Written task — From the items below, copy out every line that contains the string "building".

· · · · · · ·

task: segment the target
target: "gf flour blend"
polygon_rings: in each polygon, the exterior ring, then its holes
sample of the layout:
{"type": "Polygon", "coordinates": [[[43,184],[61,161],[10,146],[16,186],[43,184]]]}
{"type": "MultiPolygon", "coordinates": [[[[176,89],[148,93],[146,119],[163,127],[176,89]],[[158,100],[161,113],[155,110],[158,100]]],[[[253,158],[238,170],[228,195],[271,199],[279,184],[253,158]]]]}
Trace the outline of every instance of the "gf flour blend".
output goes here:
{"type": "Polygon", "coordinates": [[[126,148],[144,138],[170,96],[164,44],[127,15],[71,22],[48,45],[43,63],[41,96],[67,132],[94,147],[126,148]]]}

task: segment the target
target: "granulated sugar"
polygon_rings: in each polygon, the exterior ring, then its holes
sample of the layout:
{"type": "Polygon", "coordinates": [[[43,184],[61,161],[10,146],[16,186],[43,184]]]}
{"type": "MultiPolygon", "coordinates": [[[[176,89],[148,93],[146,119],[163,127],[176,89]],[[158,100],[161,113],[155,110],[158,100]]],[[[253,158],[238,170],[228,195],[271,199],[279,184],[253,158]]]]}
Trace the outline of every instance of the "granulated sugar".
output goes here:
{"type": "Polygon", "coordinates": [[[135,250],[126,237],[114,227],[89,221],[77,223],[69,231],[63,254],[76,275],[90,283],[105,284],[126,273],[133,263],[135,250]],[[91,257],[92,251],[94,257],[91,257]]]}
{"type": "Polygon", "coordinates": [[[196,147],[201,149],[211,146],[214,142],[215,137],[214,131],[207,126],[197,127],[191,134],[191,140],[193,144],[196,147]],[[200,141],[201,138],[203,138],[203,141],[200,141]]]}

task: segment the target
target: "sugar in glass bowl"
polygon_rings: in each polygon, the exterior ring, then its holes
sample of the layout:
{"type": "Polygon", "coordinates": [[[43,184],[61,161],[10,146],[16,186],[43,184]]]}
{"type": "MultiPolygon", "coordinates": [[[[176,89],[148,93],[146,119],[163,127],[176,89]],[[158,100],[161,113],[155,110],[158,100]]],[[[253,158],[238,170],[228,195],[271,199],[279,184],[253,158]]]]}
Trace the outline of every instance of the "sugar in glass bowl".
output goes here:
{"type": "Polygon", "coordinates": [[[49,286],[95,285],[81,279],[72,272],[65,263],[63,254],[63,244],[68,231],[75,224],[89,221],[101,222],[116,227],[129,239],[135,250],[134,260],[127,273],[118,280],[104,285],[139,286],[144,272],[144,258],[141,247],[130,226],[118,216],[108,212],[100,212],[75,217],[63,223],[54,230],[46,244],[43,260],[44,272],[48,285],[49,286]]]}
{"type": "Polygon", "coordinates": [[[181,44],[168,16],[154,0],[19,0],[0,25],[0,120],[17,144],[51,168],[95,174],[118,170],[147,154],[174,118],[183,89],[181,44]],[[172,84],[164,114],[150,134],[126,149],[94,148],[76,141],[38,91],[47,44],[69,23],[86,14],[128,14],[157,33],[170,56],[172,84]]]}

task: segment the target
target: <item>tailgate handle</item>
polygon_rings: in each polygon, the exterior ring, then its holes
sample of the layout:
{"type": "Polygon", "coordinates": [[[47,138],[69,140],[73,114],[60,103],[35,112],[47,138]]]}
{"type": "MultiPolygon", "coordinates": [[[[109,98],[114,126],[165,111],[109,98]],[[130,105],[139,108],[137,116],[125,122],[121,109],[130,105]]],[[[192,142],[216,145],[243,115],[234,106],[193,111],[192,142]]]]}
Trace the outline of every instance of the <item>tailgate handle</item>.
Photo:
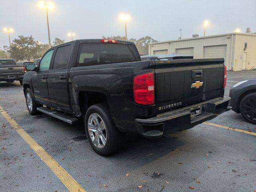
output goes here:
{"type": "Polygon", "coordinates": [[[196,69],[192,71],[192,78],[196,79],[203,76],[203,70],[202,69],[196,69]]]}

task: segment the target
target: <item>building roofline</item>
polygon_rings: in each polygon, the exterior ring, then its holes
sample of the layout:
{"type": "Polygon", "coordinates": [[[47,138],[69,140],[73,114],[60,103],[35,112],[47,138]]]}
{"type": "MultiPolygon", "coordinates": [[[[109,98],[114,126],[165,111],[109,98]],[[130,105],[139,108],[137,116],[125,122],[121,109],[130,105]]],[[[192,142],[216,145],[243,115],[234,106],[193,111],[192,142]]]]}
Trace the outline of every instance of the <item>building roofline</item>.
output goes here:
{"type": "Polygon", "coordinates": [[[170,42],[175,42],[176,41],[186,41],[187,40],[192,40],[194,39],[203,39],[204,38],[210,38],[211,37],[220,37],[221,36],[227,36],[229,35],[248,35],[250,36],[256,36],[256,34],[255,33],[227,33],[226,34],[221,34],[220,35],[211,35],[210,36],[206,36],[205,37],[194,37],[192,38],[188,38],[186,39],[177,39],[176,40],[171,40],[170,41],[162,41],[159,42],[155,42],[154,43],[149,43],[149,45],[152,45],[154,44],[158,44],[159,43],[169,43],[170,42]]]}

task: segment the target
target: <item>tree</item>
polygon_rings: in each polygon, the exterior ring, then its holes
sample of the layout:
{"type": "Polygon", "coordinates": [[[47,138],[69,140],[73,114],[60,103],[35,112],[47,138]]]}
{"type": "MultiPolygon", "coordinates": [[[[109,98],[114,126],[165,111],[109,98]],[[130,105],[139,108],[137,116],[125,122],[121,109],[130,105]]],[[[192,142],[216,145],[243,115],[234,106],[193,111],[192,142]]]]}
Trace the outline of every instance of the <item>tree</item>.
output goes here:
{"type": "MultiPolygon", "coordinates": [[[[110,36],[102,37],[103,39],[116,39],[117,40],[125,40],[125,37],[124,36],[110,36]]],[[[157,41],[152,39],[151,37],[146,36],[136,40],[135,39],[131,38],[128,40],[129,41],[131,41],[135,44],[136,47],[140,53],[148,53],[148,44],[157,42],[157,41]]]]}
{"type": "Polygon", "coordinates": [[[18,36],[14,39],[8,48],[6,49],[10,57],[16,61],[26,60],[30,61],[38,52],[38,42],[36,41],[32,35],[18,36]]]}
{"type": "Polygon", "coordinates": [[[148,54],[148,44],[154,42],[157,42],[157,41],[152,39],[151,37],[146,36],[137,40],[135,44],[140,53],[148,54]]]}
{"type": "Polygon", "coordinates": [[[8,58],[10,56],[4,50],[3,50],[0,48],[0,58],[8,58]]]}
{"type": "Polygon", "coordinates": [[[55,38],[54,40],[53,41],[53,46],[56,46],[64,43],[65,40],[62,40],[59,38],[55,38]]]}

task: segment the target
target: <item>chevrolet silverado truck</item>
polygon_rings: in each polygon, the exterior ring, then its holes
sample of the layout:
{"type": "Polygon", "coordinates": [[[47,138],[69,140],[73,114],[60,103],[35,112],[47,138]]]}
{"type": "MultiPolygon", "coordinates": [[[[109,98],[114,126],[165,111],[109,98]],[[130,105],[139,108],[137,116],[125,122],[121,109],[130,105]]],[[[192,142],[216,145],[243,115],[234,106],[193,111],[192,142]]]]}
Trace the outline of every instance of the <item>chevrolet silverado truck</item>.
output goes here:
{"type": "Polygon", "coordinates": [[[71,124],[83,119],[94,150],[116,152],[124,132],[157,138],[229,110],[223,58],[141,61],[132,42],[76,40],[27,65],[29,112],[71,124]]]}
{"type": "Polygon", "coordinates": [[[26,70],[23,66],[18,65],[13,59],[0,59],[0,82],[13,82],[19,81],[22,84],[26,70]]]}

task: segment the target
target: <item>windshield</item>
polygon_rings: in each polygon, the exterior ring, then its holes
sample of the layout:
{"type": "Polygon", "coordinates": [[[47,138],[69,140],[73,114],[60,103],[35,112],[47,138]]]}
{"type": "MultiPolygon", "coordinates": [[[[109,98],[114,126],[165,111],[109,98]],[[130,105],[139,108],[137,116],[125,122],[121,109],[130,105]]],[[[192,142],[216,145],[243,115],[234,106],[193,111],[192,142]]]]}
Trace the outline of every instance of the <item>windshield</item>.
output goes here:
{"type": "Polygon", "coordinates": [[[1,60],[0,65],[16,65],[16,62],[13,60],[1,60]]]}
{"type": "Polygon", "coordinates": [[[79,48],[77,66],[140,61],[133,45],[85,43],[79,48]]]}

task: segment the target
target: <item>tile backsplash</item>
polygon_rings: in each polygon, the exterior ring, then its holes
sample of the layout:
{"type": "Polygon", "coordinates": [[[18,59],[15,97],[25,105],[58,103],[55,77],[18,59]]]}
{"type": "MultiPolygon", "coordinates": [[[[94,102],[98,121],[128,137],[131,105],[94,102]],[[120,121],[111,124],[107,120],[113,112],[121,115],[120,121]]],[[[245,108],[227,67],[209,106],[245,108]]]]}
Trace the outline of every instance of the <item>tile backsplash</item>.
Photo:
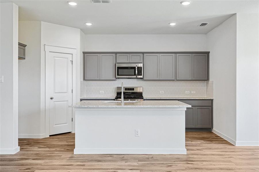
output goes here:
{"type": "Polygon", "coordinates": [[[212,88],[209,90],[210,91],[209,95],[213,96],[213,81],[212,83],[209,82],[210,81],[143,81],[139,79],[118,79],[116,81],[80,82],[81,97],[115,97],[116,87],[120,87],[122,82],[123,82],[124,87],[143,87],[144,96],[205,97],[208,89],[206,85],[212,86],[212,88]],[[104,93],[100,94],[99,91],[103,91],[104,93]],[[160,91],[164,91],[164,93],[160,94],[160,91]],[[185,94],[186,91],[189,91],[190,94],[185,94]],[[192,91],[195,91],[195,93],[191,94],[192,91]]]}

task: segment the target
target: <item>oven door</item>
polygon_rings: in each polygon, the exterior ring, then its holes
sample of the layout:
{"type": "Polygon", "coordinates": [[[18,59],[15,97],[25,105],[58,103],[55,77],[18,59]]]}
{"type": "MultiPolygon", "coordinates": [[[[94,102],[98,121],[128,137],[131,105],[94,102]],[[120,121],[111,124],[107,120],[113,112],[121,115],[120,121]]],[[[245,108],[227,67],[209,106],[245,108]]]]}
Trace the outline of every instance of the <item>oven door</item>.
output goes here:
{"type": "Polygon", "coordinates": [[[137,78],[137,64],[116,63],[116,78],[137,78]]]}

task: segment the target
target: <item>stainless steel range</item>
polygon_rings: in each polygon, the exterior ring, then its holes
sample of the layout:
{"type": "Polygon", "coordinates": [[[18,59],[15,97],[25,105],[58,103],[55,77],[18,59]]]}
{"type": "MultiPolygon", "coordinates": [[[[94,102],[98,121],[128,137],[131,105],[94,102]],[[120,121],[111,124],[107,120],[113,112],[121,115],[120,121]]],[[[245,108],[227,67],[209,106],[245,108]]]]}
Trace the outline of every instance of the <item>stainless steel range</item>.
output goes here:
{"type": "MultiPolygon", "coordinates": [[[[123,98],[124,101],[142,101],[143,99],[143,88],[141,87],[123,87],[123,98]]],[[[115,100],[121,99],[121,87],[117,87],[117,95],[115,100]]]]}

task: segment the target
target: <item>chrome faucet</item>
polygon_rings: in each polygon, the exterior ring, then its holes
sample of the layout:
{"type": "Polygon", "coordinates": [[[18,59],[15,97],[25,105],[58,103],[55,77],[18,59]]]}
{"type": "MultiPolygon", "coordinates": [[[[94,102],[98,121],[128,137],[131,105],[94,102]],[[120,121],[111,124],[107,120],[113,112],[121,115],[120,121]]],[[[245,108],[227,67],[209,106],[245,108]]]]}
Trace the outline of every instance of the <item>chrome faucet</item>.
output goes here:
{"type": "Polygon", "coordinates": [[[121,103],[124,103],[124,99],[123,98],[123,83],[121,83],[121,103]]]}

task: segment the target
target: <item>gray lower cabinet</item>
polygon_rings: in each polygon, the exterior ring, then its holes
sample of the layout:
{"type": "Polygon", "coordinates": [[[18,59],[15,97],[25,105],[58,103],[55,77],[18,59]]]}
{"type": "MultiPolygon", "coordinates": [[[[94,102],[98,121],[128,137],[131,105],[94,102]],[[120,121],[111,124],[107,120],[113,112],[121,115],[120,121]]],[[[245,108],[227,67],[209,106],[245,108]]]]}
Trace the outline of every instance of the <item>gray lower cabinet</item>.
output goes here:
{"type": "Polygon", "coordinates": [[[192,79],[192,54],[176,55],[176,79],[192,79]]]}
{"type": "Polygon", "coordinates": [[[117,63],[129,63],[130,55],[128,54],[117,54],[117,63]]]}
{"type": "Polygon", "coordinates": [[[100,79],[100,54],[85,54],[85,79],[100,79]]]}
{"type": "Polygon", "coordinates": [[[187,108],[185,112],[185,128],[195,127],[195,108],[187,108]]]}
{"type": "Polygon", "coordinates": [[[207,80],[208,65],[207,54],[193,54],[192,79],[207,80]]]}
{"type": "Polygon", "coordinates": [[[115,80],[115,54],[85,54],[85,80],[115,80]]]}
{"type": "Polygon", "coordinates": [[[18,42],[18,59],[25,59],[26,47],[27,45],[18,42]]]}
{"type": "Polygon", "coordinates": [[[115,54],[100,54],[100,79],[115,80],[115,54]]]}
{"type": "Polygon", "coordinates": [[[159,54],[159,79],[174,80],[174,54],[159,54]]]}
{"type": "Polygon", "coordinates": [[[195,107],[195,128],[211,127],[211,107],[195,107]]]}
{"type": "Polygon", "coordinates": [[[144,80],[159,79],[159,54],[144,54],[144,80]]]}

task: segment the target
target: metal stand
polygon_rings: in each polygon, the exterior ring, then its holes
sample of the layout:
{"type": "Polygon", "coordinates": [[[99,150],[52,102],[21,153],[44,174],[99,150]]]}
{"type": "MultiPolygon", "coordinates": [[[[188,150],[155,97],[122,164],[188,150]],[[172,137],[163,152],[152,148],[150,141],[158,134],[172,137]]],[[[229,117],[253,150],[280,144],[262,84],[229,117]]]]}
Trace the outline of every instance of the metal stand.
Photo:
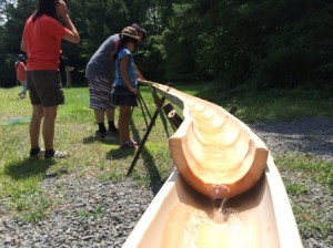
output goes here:
{"type": "MultiPolygon", "coordinates": [[[[153,116],[151,117],[150,124],[149,124],[148,127],[147,127],[147,131],[145,131],[145,133],[144,133],[144,135],[143,135],[142,141],[140,142],[140,145],[139,145],[139,147],[138,147],[138,149],[137,149],[137,153],[135,153],[135,155],[134,155],[134,157],[133,157],[133,161],[132,161],[132,163],[131,163],[131,166],[130,166],[129,169],[128,169],[127,176],[130,176],[130,175],[131,175],[131,173],[132,173],[132,170],[133,170],[133,168],[134,168],[134,166],[135,166],[135,164],[137,164],[137,162],[138,162],[138,158],[139,158],[139,156],[140,156],[140,154],[141,154],[141,151],[142,151],[142,148],[143,148],[143,146],[144,146],[144,144],[145,144],[145,142],[147,142],[147,138],[148,138],[148,136],[149,136],[149,134],[150,134],[152,127],[153,127],[154,124],[155,124],[155,121],[157,121],[159,114],[163,115],[162,110],[164,111],[165,115],[168,116],[168,120],[169,120],[169,122],[170,122],[170,124],[171,124],[171,126],[172,126],[172,128],[173,128],[174,131],[180,126],[180,124],[181,124],[181,122],[182,122],[182,118],[175,113],[175,110],[173,108],[173,106],[172,106],[170,103],[168,103],[168,104],[165,104],[165,105],[163,106],[165,97],[162,96],[162,99],[160,99],[160,97],[158,96],[155,90],[152,89],[151,86],[150,86],[150,90],[151,90],[152,96],[153,96],[153,99],[154,99],[154,103],[155,103],[155,105],[157,105],[157,110],[155,110],[153,116]],[[170,113],[172,113],[172,114],[171,114],[172,116],[169,116],[170,113]]],[[[139,104],[140,104],[140,107],[141,107],[142,113],[144,112],[144,110],[148,112],[147,105],[144,104],[144,101],[143,101],[142,96],[141,96],[141,100],[140,100],[140,101],[139,101],[139,104]],[[140,103],[140,101],[141,101],[141,103],[140,103]],[[142,107],[142,103],[144,104],[144,110],[143,110],[143,107],[142,107]]],[[[148,113],[149,113],[149,112],[148,112],[148,113]]],[[[144,115],[144,116],[145,116],[145,115],[144,115]]],[[[150,116],[151,116],[151,115],[150,115],[150,116]]],[[[147,120],[145,120],[145,122],[147,122],[147,120]]]]}

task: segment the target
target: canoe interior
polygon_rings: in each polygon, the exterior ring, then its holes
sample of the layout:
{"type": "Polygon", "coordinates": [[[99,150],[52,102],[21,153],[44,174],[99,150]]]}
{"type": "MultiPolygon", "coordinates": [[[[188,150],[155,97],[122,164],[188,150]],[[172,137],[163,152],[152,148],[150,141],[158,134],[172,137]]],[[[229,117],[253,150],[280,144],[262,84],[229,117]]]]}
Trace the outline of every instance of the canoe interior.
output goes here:
{"type": "Polygon", "coordinates": [[[189,187],[175,170],[123,247],[302,247],[272,159],[254,187],[228,200],[225,209],[233,214],[226,220],[220,215],[213,217],[216,210],[213,204],[212,199],[189,187]]]}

· · · · · · ·

Answer to the exercise —
target: <item>building roofline</item>
Trace the outline of every instance of the <item>building roofline</item>.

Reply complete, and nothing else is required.